#### Tasks to carry out:
a) From the forum thread about eating piglets, extract everything from "# Anyone eat" down to "kmckinnie (Dec 21, 2016)".
b) In the forum thread about eating piglets, what did kmckinnie use to catch piglets after the mother was shot?
c) Carry on the forum thread about eating piglets from its last line.

#### Document extract:
# Anyone eat piglets?



## 175rltw (Dec 21, 2016)

Are they worth the trouble? I shot a sow and you know it's like pool- that's the break. So I didn't get a follow up on any other sows but had the sounder split in half or so- so both halves were making efforts to reunite so I kept having shots on piglets- I passed for 3-4 minutes waiting for another sow and then finally shot two piglets. The 44 mag messed them up beyond repair so they isn't come home. I'm thinking as often as I get some serious follow up action on piglets that I might start using a 22 so I can eat them. Are they worth it?


----------



## kmckinnie (Dec 21, 2016)

We eat them. I've use a coon trap to catch some after the mamma was shot. 
All pigs must die......


----------



## antharper (Dec 21, 2016)

Tastes like pork !


----------



## 175rltw (Dec 21, 2016)

Ha. I'm sure they're tasty but I'm asking effort vs reward. Are they worth the hassle


----------



## JustUs4All (Dec 21, 2016)

I haven't ever had the opportunity, but rabbit is worth it as are quail & dove.


----------



## NE GA Pappy (Dec 21, 2016)

one about 40 -50 lbs are mighty good on the smoker.

I skin them, and then smoke 'em.  They aren't much trouble to clean, and some right fine eatin


----------



## bfriendly (Dec 21, 2016)

JustUs4All said:


> I haven't ever had the opportunity, but rabbit is worth it as are quail & dove.



That is a great Point



NE GA Pappy said:


> one about 40 -50 lbs are mighty good on the smoker.

#### Supplied material:
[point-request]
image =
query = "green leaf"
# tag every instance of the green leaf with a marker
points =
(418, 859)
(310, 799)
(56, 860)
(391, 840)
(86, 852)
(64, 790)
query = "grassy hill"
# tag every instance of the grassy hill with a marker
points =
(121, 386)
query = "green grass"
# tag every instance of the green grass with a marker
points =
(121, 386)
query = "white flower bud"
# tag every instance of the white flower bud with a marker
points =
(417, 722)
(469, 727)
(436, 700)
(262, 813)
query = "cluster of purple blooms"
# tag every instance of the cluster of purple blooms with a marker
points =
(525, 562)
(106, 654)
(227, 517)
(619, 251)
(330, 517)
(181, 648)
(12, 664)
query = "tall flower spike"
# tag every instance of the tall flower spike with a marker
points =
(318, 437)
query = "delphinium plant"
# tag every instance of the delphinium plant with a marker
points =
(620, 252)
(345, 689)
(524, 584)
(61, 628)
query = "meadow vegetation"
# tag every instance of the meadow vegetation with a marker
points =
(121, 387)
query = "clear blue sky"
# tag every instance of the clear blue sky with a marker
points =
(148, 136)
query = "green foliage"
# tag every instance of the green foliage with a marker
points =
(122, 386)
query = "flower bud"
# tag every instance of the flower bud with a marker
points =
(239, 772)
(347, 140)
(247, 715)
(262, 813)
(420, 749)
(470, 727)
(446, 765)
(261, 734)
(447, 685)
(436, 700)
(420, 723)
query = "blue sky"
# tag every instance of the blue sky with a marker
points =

==

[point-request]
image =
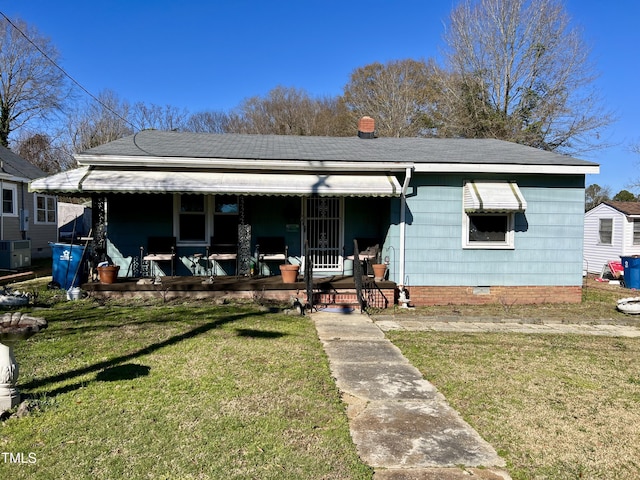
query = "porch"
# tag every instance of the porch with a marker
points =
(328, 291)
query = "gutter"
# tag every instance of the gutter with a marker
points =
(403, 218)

* * *

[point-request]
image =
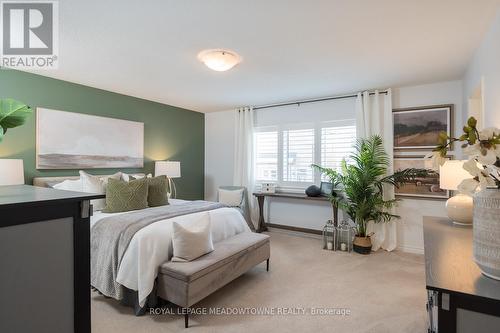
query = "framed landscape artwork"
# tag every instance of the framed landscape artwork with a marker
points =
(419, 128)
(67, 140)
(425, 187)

#### Task-by-task answers:
a)
# Anyone eat piglets?



## 175rltw (Dec 21, 2016)

Are they worth the trouble? I shot a sow and you know it's like pool- that's the break. So I didn't get a follow up on any other sows but had the sounder split in half or so- so both halves were making efforts to reunite so I kept having shots on piglets- I passed for 3-4 minutes waiting for another sow and then finally shot two piglets. The 44 mag messed them up beyond repair so they isn't come home. I'm thinking as often as I get some serious follow up action on piglets that I might start using a 22 so I can eat them. Are they worth it?


----------



## kmckinnie (Dec 21, 2016)

b) A coon trap.

c)
> 
> I skin them, and then smoke 'em.  They aren't much trouble to clean, and some right fine eatin



Pappy, I think he is referring to piglets in the <15lb range............the last shoat I killed was only about 20 lbs and worth every bit of the effort


----------



## 175rltw (Dec 21, 2016)

Yeah- I'm talking like "suckling pig" and I'm betting they are dynamite- but probbaly about 5 times as much work for about As much meat as a rabbit or two. 30lbs and up aren't even a question, if they are less than 50lbs on the hoof they don't even make it too the freezer- it all gets eaten before it gets frozen. This sow today was great- 85-90lbs. A couple smoke sessions and some sausage...


----------



## kmckinnie (Dec 21, 2016)

175rltw said:


> Ha. I'm sure they're tasty but I'm asking effort vs reward. Are they worth the hassle



Rabbits & squirrels get skint. Just saying. 
It's up to u.


----------



## rhbama3 (Dec 21, 2016)

175rltw said:


> Yeah- I'm talking like "suckling pig" and I'm betting they are dynamite- but probbaly about 5 times as much work for about As much meat as a rabbit or two. 30lbs and up aren't even a question, if they are less than 50lbs on the hoof they don't even make it too the freezer- it all gets eaten before it gets frozen. This sow today was great- 85-90lbs. A couple smoke sessions and some sausage...



A load of 00 Buck into the piglet herd usually leaves 4-7 flopping. They are not hard to clean with a razor knife. The last ones i had were small enough that i skinned and quartered and deep fried. Most excellent!


----------



## Barebowyer (Dec 21, 2016)

I have killed four lately under probably 50 lbs ea.  They are yummy!!!!


----------



## georgia_home (Dec 21, 2016)

Friend got one several years ago.

The front and back quarters were similar in size to a turkey thigh and drumstick. Very good and tender


----------



## whitetailfreak (Dec 21, 2016)

I don't discriminate


----------



## Lick Skillet (Dec 22, 2016)

Love that size! They are delicious!


----------



## NCHillbilly (Dec 22, 2016)

Those little fellers are some fine eatin'!


----------



## 175rltw (Dec 22, 2016)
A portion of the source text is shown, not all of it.